Location identification items:
● ● ● ● ● ● ●

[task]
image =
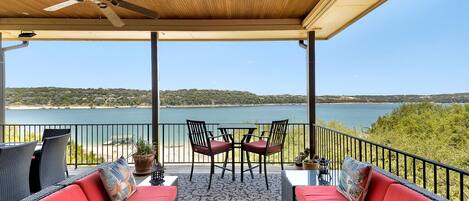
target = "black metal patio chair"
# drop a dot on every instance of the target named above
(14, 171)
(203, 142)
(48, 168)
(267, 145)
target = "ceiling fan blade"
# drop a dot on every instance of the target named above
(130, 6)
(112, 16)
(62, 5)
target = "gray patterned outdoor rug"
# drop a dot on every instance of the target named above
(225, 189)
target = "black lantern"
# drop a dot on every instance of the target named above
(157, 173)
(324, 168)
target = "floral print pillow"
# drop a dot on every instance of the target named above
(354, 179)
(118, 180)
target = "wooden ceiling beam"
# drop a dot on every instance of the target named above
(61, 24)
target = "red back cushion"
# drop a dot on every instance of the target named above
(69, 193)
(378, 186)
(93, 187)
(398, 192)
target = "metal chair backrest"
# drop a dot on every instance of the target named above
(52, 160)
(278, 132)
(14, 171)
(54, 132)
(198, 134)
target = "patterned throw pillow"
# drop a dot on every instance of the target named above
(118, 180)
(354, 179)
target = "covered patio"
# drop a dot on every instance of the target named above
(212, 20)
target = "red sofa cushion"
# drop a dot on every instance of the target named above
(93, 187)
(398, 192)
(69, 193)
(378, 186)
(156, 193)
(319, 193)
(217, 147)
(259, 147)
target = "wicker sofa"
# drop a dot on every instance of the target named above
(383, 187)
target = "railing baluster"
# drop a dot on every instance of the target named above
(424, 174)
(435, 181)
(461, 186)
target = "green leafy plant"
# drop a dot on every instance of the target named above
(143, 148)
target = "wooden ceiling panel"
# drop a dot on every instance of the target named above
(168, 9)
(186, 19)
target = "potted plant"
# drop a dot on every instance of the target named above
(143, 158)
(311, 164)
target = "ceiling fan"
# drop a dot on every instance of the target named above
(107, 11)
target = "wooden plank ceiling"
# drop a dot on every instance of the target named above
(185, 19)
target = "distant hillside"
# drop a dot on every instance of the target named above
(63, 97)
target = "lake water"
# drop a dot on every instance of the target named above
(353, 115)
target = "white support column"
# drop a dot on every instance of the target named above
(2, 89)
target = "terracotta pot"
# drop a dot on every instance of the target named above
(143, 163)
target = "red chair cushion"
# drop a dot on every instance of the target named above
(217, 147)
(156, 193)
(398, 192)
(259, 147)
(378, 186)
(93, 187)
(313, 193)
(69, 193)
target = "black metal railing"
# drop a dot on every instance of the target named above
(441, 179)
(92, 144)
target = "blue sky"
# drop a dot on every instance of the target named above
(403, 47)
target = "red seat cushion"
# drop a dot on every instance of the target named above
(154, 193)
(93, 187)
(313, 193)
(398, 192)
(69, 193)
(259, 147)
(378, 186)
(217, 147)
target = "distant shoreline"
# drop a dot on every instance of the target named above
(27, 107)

● ● ● ● ● ● ●

### WORK TO COMPLETE
Leave the pictures out and write out every entry exactly as given.

### SOLVED EXERCISE
[task]
image =
target = "black metal patio chair"
# drop a dot on every instance of the target named above
(14, 171)
(203, 142)
(48, 168)
(267, 145)
target = "ceiling fan blade"
# drop a dot on every instance of the target named above
(130, 6)
(112, 16)
(62, 5)
target = "gray patterned outdoor rug"
# drop a dot on every instance of the target named above
(225, 189)
target = "black lantern"
# drop a dot on every instance of the target named above
(157, 173)
(324, 168)
target = "floral print pillow"
# drop a dot on every instance of the target named above
(354, 179)
(118, 180)
target = "wooden ceiling beam"
# drop a dot on every instance of the target named above
(61, 24)
target = "red back cushion"
# drop a dot on every instance of the target named above
(69, 193)
(378, 186)
(93, 187)
(398, 192)
target = "metal chair backrest"
# drop a dot on every instance of the target named above
(52, 160)
(278, 132)
(14, 171)
(54, 132)
(198, 134)
target = "patterned throw pillow"
# drop a dot on every instance of the target named above
(118, 180)
(354, 179)
target = "covered patio"
# drop a dot on every instance of the target named above
(212, 20)
target = "red sofa cushion"
# drop a dot on every instance of the target named above
(93, 187)
(398, 192)
(69, 193)
(378, 186)
(156, 193)
(319, 193)
(217, 147)
(259, 147)
target = "wicker sofa"
# drop a dot on every instance of the target named above
(383, 187)
target = "railing baluster"
# drop a dot on every instance of the target named above
(424, 174)
(435, 181)
(461, 186)
target = "green leafy plant"
# drop a dot on every instance of the target named above
(143, 148)
target = "wooden ceiling panel"
# drop a dot on every instance of the target named above
(168, 9)
(186, 19)
target = "potted plant"
# drop a dot on every instance of the target named above
(143, 158)
(311, 164)
target = "ceiling fan"
# drop a dot on every instance of the target named above
(107, 11)
target = "wooden plank ceiling"
# drop a dot on every instance of the target named above
(185, 19)
target = "distant hillside"
# drop a dot on every instance of the target named above
(63, 97)
target = "lake water"
# drop a dot on every instance of the target named above
(353, 115)
target = "white support column"
# drop a dot on every instance of the target named above
(2, 89)
target = "terracotta pot"
# drop a dot on every instance of the target named above
(143, 163)
target = "red chair cushion"
# drop a dot on every instance of the target named above
(217, 147)
(156, 193)
(398, 192)
(259, 147)
(378, 186)
(93, 187)
(313, 193)
(69, 193)
target = "black metal railing"
# drop a dot on every instance of the target named above
(441, 179)
(92, 144)
target = "blue sky"
# drop a dot on every instance of the target named above
(403, 47)
target = "red seat cushion"
# drop a dot on every instance of the target named above
(154, 193)
(93, 187)
(313, 193)
(398, 192)
(69, 193)
(259, 147)
(378, 186)
(217, 147)
target = "distant shoreline"
# drop a dot on every instance of the target named above
(27, 107)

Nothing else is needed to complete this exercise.